**INSTRUCTIONS TO FOLLOW**
Reproduce the records, starting at the beginning of the records and ending at the line that contains "[[202, 92]]", with every coordinate in the answers multiplied by 1.3 and rounded to the nearest whole number, halves rounded up; leave the requests and their sample shapes unchanged, and omit the pictures from your output.

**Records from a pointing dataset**
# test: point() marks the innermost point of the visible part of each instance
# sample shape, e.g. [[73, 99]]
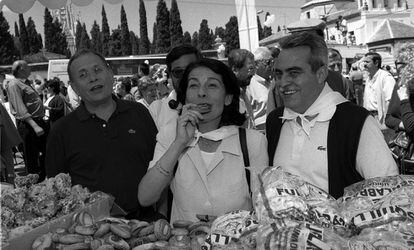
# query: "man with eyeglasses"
[[241, 62], [318, 134], [107, 143], [177, 60]]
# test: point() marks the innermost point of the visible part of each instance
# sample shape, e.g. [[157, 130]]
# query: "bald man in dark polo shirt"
[[106, 143]]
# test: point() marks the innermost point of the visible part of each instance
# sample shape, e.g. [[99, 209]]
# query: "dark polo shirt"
[[108, 156]]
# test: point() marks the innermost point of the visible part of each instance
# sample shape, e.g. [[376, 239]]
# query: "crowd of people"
[[192, 138]]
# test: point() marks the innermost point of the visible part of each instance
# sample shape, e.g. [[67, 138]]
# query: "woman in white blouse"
[[210, 178]]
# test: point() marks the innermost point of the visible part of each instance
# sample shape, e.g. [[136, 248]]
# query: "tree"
[[259, 28], [125, 39], [59, 44], [144, 47], [8, 53], [154, 38], [187, 38], [85, 42], [267, 30], [204, 37], [176, 30], [134, 43], [106, 36], [24, 37], [35, 39], [194, 40], [78, 34], [16, 30], [48, 30], [219, 32], [96, 38], [115, 43], [163, 42], [232, 34]]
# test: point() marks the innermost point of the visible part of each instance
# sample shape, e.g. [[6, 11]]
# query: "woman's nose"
[[202, 92]]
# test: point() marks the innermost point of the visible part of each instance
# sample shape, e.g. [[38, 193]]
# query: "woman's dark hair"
[[231, 114], [54, 84]]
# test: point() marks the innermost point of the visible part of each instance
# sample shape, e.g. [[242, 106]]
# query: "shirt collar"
[[83, 114]]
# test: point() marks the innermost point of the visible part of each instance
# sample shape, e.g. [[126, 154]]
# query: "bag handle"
[[245, 152]]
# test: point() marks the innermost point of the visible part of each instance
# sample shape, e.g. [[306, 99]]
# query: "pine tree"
[[163, 42], [59, 44], [232, 34], [16, 30], [134, 40], [219, 32], [115, 48], [8, 53], [85, 40], [144, 47], [96, 39], [176, 30], [48, 30], [24, 38], [267, 31], [194, 40], [204, 37], [125, 39], [78, 34], [106, 36], [187, 38], [35, 41], [259, 28], [154, 38]]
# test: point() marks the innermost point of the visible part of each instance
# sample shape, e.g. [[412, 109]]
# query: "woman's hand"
[[187, 124], [403, 92]]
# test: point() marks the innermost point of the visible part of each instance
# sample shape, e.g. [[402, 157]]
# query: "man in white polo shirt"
[[319, 135]]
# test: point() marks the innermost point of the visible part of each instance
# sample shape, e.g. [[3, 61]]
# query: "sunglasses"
[[177, 73]]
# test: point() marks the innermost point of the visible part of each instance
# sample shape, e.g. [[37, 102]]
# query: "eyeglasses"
[[178, 72]]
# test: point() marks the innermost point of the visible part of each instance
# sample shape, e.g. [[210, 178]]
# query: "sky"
[[217, 13]]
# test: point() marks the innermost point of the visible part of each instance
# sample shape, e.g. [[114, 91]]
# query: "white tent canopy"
[[21, 6]]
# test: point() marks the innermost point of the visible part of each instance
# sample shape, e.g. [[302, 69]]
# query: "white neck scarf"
[[321, 110], [215, 135]]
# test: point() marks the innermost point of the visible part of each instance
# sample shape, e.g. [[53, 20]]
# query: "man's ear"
[[228, 99], [322, 74]]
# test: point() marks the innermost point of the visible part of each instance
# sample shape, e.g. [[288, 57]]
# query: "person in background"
[[55, 103], [241, 62], [335, 64], [27, 108], [400, 115], [74, 99], [357, 78], [9, 138], [319, 135], [211, 177], [177, 60], [378, 90], [148, 89], [107, 143], [258, 89]]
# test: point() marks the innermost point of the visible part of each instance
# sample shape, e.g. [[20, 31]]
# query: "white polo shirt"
[[303, 151]]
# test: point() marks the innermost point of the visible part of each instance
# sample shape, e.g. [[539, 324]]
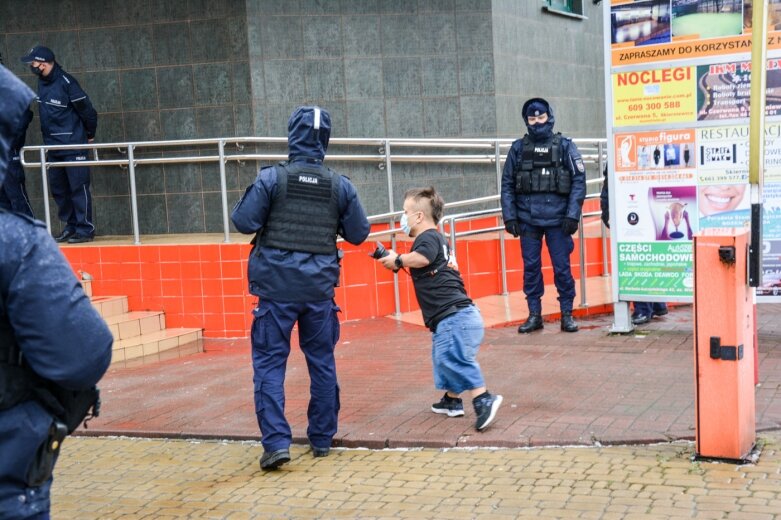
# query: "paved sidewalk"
[[587, 388], [112, 478]]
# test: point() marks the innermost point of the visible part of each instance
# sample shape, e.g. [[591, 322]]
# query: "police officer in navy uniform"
[[67, 117], [296, 209], [54, 347], [543, 188]]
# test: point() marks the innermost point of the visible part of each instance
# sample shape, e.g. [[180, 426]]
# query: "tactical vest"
[[541, 168], [304, 215]]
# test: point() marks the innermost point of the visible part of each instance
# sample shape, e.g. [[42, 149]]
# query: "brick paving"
[[588, 388], [160, 479]]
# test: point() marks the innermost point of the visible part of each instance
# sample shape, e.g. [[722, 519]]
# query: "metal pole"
[[453, 236], [396, 295], [502, 245], [583, 269], [602, 227], [45, 184], [757, 136], [131, 168], [224, 191], [389, 176]]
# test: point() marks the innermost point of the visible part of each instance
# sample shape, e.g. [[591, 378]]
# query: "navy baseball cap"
[[536, 108], [39, 53]]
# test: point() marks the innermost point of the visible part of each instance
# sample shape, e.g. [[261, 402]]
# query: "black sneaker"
[[274, 459], [79, 239], [64, 236], [568, 323], [534, 322], [320, 452], [450, 406], [486, 406]]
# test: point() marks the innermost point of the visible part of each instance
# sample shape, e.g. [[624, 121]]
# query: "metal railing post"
[[224, 191], [45, 185], [583, 269], [389, 177], [396, 293], [502, 245], [603, 229], [131, 168], [453, 236]]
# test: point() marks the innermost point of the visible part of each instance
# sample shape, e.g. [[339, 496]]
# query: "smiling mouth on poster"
[[678, 97]]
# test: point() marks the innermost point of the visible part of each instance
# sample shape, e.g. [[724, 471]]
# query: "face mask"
[[404, 223], [540, 130]]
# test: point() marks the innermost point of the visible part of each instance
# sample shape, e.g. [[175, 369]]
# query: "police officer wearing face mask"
[[296, 209], [543, 188], [67, 117], [54, 347]]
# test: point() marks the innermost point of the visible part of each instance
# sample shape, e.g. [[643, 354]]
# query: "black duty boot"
[[533, 322], [568, 323]]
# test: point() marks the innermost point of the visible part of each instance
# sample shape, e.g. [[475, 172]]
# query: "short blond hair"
[[429, 201]]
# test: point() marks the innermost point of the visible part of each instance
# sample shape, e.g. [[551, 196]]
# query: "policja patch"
[[579, 164]]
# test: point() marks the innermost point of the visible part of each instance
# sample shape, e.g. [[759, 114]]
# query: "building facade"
[[182, 69]]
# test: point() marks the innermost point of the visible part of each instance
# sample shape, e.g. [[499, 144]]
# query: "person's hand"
[[388, 261], [569, 225]]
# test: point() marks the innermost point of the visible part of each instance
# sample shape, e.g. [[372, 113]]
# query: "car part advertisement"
[[678, 100]]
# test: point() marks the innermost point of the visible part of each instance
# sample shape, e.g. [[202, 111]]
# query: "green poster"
[[655, 268]]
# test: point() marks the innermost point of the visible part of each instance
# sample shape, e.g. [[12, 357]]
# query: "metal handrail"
[[592, 151], [449, 221]]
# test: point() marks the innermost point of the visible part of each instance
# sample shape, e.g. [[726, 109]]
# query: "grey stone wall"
[[541, 54], [177, 69], [154, 69]]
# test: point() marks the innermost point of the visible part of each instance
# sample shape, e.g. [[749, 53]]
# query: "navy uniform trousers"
[[71, 191], [560, 247], [318, 333], [13, 195]]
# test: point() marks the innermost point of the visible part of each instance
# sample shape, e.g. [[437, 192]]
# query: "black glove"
[[512, 227], [569, 225]]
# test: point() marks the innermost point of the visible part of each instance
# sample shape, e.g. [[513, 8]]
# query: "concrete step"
[[108, 306], [135, 323], [156, 343]]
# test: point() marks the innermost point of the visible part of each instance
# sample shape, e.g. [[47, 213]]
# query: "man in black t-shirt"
[[447, 310]]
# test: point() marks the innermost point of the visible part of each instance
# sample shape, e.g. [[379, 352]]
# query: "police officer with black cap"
[[296, 209], [67, 117], [54, 347], [543, 188]]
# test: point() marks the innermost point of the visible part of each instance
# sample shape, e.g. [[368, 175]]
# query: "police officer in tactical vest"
[[67, 117], [296, 209], [54, 347], [543, 187]]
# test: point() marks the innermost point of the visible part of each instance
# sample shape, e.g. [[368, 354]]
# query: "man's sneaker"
[[64, 236], [486, 406], [320, 452], [450, 406], [274, 459], [533, 322]]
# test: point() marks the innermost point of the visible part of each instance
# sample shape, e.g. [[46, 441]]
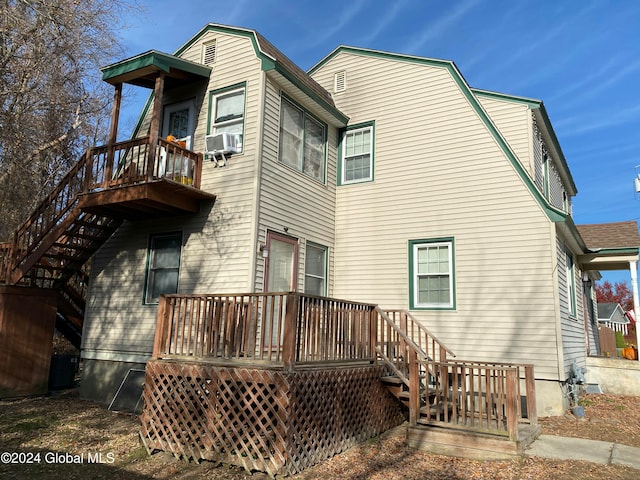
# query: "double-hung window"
[[163, 266], [315, 270], [432, 274], [302, 141], [228, 112], [357, 155]]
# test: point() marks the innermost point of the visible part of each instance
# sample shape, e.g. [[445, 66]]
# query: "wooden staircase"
[[139, 178], [464, 408]]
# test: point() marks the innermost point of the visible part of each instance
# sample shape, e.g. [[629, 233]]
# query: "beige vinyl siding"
[[513, 120], [290, 198], [573, 330], [218, 242], [439, 173]]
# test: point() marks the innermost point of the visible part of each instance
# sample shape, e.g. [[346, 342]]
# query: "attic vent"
[[340, 82], [209, 53]]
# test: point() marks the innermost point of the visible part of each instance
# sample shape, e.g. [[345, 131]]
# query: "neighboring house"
[[611, 315], [375, 177]]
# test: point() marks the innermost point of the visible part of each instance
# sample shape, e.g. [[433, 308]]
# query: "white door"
[[179, 120]]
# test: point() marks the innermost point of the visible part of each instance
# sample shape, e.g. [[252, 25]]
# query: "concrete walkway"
[[565, 448]]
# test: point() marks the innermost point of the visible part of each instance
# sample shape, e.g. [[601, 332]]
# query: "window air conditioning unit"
[[222, 143]]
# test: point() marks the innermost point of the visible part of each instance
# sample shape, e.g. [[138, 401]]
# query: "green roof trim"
[[554, 214], [618, 251], [156, 61], [535, 104], [530, 102], [337, 114], [267, 63]]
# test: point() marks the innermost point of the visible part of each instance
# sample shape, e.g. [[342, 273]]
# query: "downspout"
[[257, 184], [633, 269]]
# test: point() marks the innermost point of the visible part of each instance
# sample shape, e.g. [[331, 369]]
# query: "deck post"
[[512, 403], [154, 131], [113, 133], [197, 170], [161, 327], [373, 333], [530, 391], [290, 331]]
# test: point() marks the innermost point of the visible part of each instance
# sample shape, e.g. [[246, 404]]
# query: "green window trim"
[[312, 274], [418, 278], [156, 271], [306, 147], [220, 92], [342, 166]]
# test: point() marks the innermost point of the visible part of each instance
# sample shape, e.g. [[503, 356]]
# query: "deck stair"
[[108, 185], [465, 408]]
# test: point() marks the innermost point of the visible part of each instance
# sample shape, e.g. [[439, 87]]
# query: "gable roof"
[[142, 69], [608, 236], [611, 312], [554, 214], [273, 59], [537, 106]]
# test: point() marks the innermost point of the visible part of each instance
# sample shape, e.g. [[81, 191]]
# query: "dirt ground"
[[64, 437]]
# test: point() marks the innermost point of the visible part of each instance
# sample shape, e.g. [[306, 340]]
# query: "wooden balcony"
[[138, 179]]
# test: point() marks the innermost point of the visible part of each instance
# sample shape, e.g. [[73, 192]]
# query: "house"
[[612, 316], [376, 177]]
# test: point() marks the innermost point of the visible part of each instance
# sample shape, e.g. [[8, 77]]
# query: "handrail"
[[393, 346], [482, 396], [99, 168], [421, 336], [279, 328], [5, 252]]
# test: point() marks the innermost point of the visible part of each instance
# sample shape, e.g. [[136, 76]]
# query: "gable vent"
[[209, 53], [340, 82]]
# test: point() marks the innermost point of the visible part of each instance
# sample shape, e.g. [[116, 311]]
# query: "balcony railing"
[[102, 168]]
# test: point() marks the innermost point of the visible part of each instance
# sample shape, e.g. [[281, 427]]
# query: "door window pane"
[[164, 266]]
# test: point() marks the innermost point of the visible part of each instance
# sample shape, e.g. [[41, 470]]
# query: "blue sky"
[[580, 57]]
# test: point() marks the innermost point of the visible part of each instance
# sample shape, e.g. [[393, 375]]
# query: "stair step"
[[392, 379]]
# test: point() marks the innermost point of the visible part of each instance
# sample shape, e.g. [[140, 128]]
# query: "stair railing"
[[431, 347], [49, 214]]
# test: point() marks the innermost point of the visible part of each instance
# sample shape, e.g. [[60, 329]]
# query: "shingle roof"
[[610, 235], [267, 47]]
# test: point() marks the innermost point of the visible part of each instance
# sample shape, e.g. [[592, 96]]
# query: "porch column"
[[633, 269], [154, 131]]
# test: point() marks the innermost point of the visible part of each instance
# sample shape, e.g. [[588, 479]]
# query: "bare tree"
[[53, 104]]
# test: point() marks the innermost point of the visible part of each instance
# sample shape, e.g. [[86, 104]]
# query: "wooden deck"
[[280, 381], [138, 178]]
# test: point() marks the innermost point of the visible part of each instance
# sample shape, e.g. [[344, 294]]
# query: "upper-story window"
[[357, 155], [302, 141], [431, 277], [227, 107]]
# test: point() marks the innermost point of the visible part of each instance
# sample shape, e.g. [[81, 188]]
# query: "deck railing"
[[285, 329], [482, 396], [124, 163]]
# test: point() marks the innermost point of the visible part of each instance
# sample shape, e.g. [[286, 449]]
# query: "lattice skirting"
[[265, 420]]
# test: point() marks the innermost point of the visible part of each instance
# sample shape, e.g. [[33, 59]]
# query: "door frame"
[[271, 235]]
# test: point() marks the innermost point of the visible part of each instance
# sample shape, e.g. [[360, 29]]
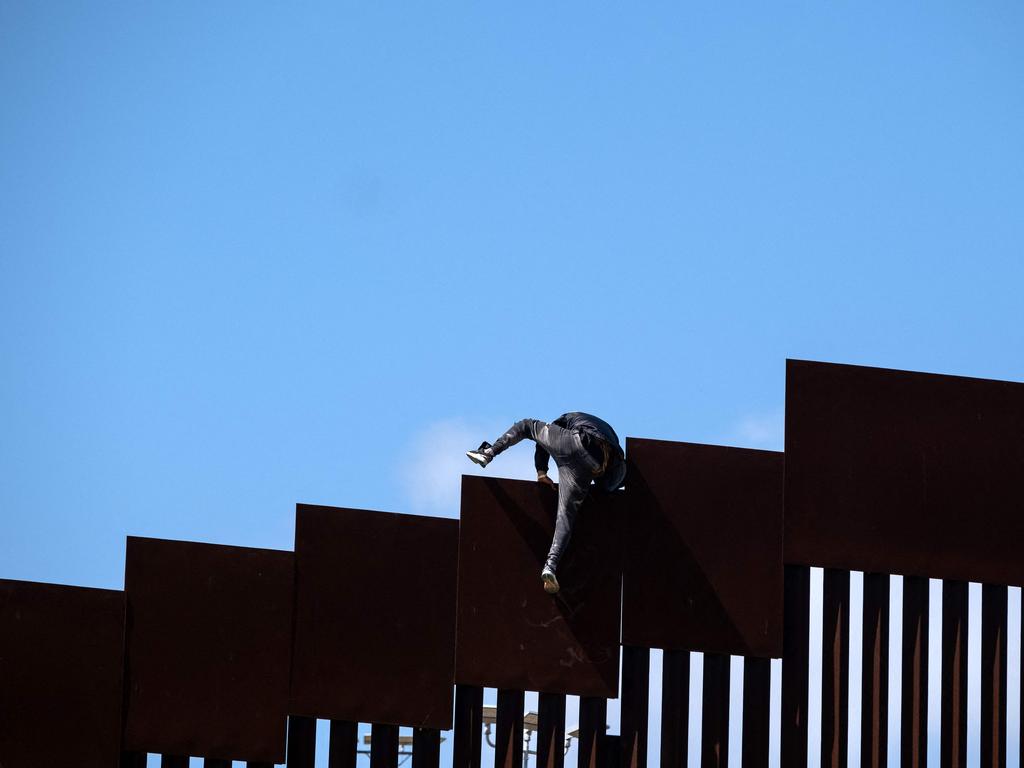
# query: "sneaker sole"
[[477, 458]]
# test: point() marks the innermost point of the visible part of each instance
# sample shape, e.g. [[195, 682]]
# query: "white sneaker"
[[481, 456], [550, 581]]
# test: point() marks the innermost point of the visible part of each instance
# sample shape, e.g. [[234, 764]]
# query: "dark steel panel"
[[511, 633], [913, 712], [835, 668], [633, 715], [343, 744], [929, 464], [593, 722], [551, 730], [715, 712], [508, 729], [675, 708], [757, 705], [952, 753], [208, 646], [426, 748], [468, 726], [875, 673], [374, 616], [993, 676], [705, 563], [384, 745], [795, 666], [61, 650]]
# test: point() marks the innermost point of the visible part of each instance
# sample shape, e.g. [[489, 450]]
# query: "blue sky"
[[252, 255]]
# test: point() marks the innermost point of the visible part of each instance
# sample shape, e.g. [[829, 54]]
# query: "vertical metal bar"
[[468, 726], [426, 748], [675, 708], [383, 745], [343, 743], [835, 668], [551, 730], [301, 741], [508, 738], [757, 704], [636, 691], [715, 713], [875, 673], [593, 718], [913, 714], [796, 638], [952, 753], [993, 676]]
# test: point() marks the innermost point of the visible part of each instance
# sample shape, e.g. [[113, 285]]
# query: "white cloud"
[[761, 430], [435, 460]]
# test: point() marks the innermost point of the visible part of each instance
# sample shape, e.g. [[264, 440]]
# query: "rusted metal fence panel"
[[510, 633], [705, 521], [389, 659], [208, 643], [60, 657]]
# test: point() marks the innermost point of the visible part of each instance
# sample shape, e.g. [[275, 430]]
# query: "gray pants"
[[576, 470]]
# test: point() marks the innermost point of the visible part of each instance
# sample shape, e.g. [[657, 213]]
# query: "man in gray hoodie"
[[585, 449]]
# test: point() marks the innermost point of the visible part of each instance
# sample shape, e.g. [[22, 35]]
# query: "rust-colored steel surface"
[[675, 708], [875, 673], [993, 676], [705, 564], [633, 715], [835, 668], [593, 721], [343, 744], [551, 730], [715, 712], [508, 729], [60, 655], [208, 642], [913, 710], [795, 666], [512, 634], [374, 616], [929, 464], [952, 738], [467, 741], [757, 704]]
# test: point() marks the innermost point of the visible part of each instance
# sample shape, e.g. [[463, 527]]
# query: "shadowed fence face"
[[60, 656], [208, 639]]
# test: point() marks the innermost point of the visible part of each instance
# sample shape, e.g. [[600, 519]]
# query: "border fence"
[[232, 653]]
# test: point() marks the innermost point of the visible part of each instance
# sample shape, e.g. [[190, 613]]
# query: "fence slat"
[[993, 676], [636, 691], [508, 738], [913, 711], [383, 745], [593, 717], [551, 730], [675, 708], [757, 702], [715, 713], [875, 673], [301, 741], [426, 748], [343, 743], [952, 753], [796, 637], [835, 668], [468, 726]]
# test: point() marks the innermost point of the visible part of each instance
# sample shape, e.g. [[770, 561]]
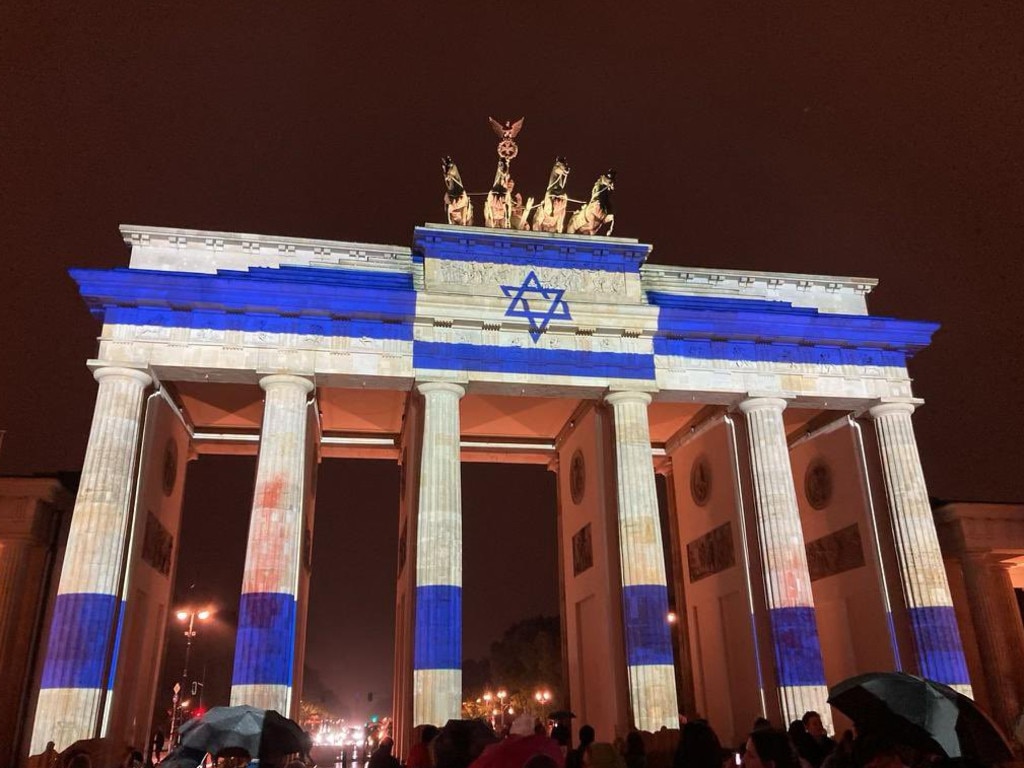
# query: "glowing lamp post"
[[543, 698], [182, 615], [502, 695]]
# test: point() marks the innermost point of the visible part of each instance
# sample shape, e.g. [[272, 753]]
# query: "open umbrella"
[[102, 753], [921, 713], [515, 751], [261, 733]]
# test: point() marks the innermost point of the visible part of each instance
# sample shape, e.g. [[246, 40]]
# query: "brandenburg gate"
[[777, 409]]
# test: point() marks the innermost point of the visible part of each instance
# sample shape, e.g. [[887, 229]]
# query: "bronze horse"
[[498, 209], [590, 218], [550, 215], [457, 204]]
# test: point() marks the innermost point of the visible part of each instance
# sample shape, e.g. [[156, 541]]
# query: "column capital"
[[440, 386], [763, 403], [894, 406], [131, 373], [630, 395], [275, 380], [885, 409]]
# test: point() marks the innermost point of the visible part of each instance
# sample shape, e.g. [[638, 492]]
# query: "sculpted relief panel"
[[467, 276]]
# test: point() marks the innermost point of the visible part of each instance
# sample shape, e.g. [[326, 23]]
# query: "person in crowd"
[[883, 751], [574, 758], [636, 753], [842, 756], [602, 755], [382, 757], [814, 743], [562, 734], [419, 755], [698, 747], [769, 748]]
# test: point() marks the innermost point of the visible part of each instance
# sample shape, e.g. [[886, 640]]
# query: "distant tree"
[[475, 674], [528, 657]]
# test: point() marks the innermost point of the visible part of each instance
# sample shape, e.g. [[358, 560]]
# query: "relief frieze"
[[711, 553], [473, 274], [835, 553]]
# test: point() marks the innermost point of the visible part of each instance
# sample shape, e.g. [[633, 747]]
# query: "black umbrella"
[[261, 733], [921, 713]]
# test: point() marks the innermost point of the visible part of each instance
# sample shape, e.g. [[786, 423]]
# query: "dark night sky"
[[824, 137]]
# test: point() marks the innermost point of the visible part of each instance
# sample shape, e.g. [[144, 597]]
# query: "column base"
[[436, 696], [65, 716], [652, 690], [263, 696]]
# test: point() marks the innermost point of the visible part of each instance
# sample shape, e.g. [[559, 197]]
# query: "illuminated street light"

**WORKED SOLUTION**
# test: point() marks the innermost point of the visible part of each instance
# sample shape, e.g. [[73, 99]]
# query: "man with eyeglasses"
[[313, 81], [413, 174], [139, 186], [230, 78]]
# test: point() marks the innermost point of the visible part of each instance
# sample shape, e.g. [[157, 130]]
# query: "bald man in dark polo shirt"
[[138, 186]]
# test: point() marks the innermost point of the visible part of each instance
# sample shape, e.g. [[99, 209]]
# query: "dark polo shirt"
[[140, 203]]
# test: point() marks the innermost point of the visible part of each instance
# sample shape, e.g. [[376, 239]]
# query: "crowd of people"
[[250, 179]]
# test: point() marks the innermost point of the visible part of each instance
# sample shape, e.g. [[67, 138]]
# query: "woman in white blouse"
[[273, 231]]
# test: point() marks the innermost point of the visible part of each instance
# sample shape, e.g. [[136, 248]]
# query: "tree"
[[337, 36], [163, 51], [77, 57], [187, 61], [10, 69], [200, 49], [243, 49], [111, 55], [347, 39], [265, 48], [229, 39], [174, 56], [138, 47], [31, 48], [46, 51], [252, 52], [101, 44], [21, 39], [62, 39], [285, 42], [125, 49], [150, 56], [212, 55], [302, 44]]
# test: point() marks the innermost point of the visible part of each instance
# sample shape, e.g. [[6, 11]]
# query: "woman's nose"
[[263, 120]]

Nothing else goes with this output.